# Problem 1
Rewrite the paragraph of the passage on Frankenstein's creature that begins "The scene is dark" as a short bulleted list that keeps its main facts.
# Problem 2
Answer these questions using the passage on Frankenstein's creature.
(a) What is spattering against the windows in the scene?
(b) In the quoted description, what is the creature's hair like?
(c) What recent developments did Shelley draw on to suggest that such a horror could be real?
# Problem 3
Extend the passage on Frankenstein's creature, picking up right after its final sentence.

# Reading passage
The scene is dark, with the only candle nearly out. The rain is spattering against the windows and it is very late at night. But while the setting itself establishes fear, it is the eye that immediately establishes the creature as an aberration. Human eyes come in many colors, brown, blue, green, nearly black, but yellow is not an option. By specifically choosing a color impossible for humans to have, Shelley places the creature into the category of nonhuman. And she goes much further: “His yellow skin scarcely covered the work of muscles and arteries beneath; his hair was of a lustrous black, and flowing; his teeth of a pearly whiteness; but these luxuriances only formed a more horrid contrast with his watery eyes, that seemed almost of the same colour as the dun-white sockets in which they were set, his shrivelled complexion and straight black lips.”

Like Chimera, a lot of the fear generated here stems from asymmetricality. Perfection and rot side by side is dire stuff, but grotesque descriptions could take the horror of Frankenstein’s creature only
so far. Telling somebody about a dreadful sight is nowhere near as frightening as suggesting that such a horror is real and potentially nearby. Because of where medical science was headed during Shelley’s day, she was able to make such suggestions very easily by tapping into recent developments in blood transfusion research.

# Data shown
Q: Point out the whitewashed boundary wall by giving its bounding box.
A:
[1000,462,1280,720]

# Response box 1
- The setting builds fear: the room is dark, the only candle is nearly out, rain spatters against the windows, and it is very late at night.
- The creature's eye, more than the setting, marks it at once as an aberration.
- Human eyes come in many colors, such as brown, blue, green, and nearly black, but never yellow.
- By choosing a color impossible for humans, Shelley places the creature in the category of the nonhuman.
- Shelley goes further and describes yellow skin that scarcely covers the muscles and arteries, flowing lustrous black hair, and pearly white teeth.
- These luxuriances only form a more horrid contrast with the creature's watery eyes, which are nearly the same dun-white color as their sockets, and with its shriveled complexion and straight black lips.

# Response box 2
(a) Rain.
(b) Lustrous black and flowing.
(c) Recent developments in blood transfusion research.

# Response box 3
Blood transfusions are a common part of modern medical treatment. If a patient loses a lot of blood, through either a traumatic accident or surgery, it is standard practice to replace the lost blood with blood that has been donated by other individuals. This sounds relatively simple, and today it mostly is.

Doctors know that the patient’s blood type as well as the donor’s must be identified and matched before transfusion. Failure to do this is extremely dangerous. The body has extensive defensive systems that are very good at destroying foreign materials, including new blood, even if it is vital to the body’s survival.

If infused blood does not match the patient’s blood, the immune system aggressively attacks under the mistaken assumption that it is a foreign invader.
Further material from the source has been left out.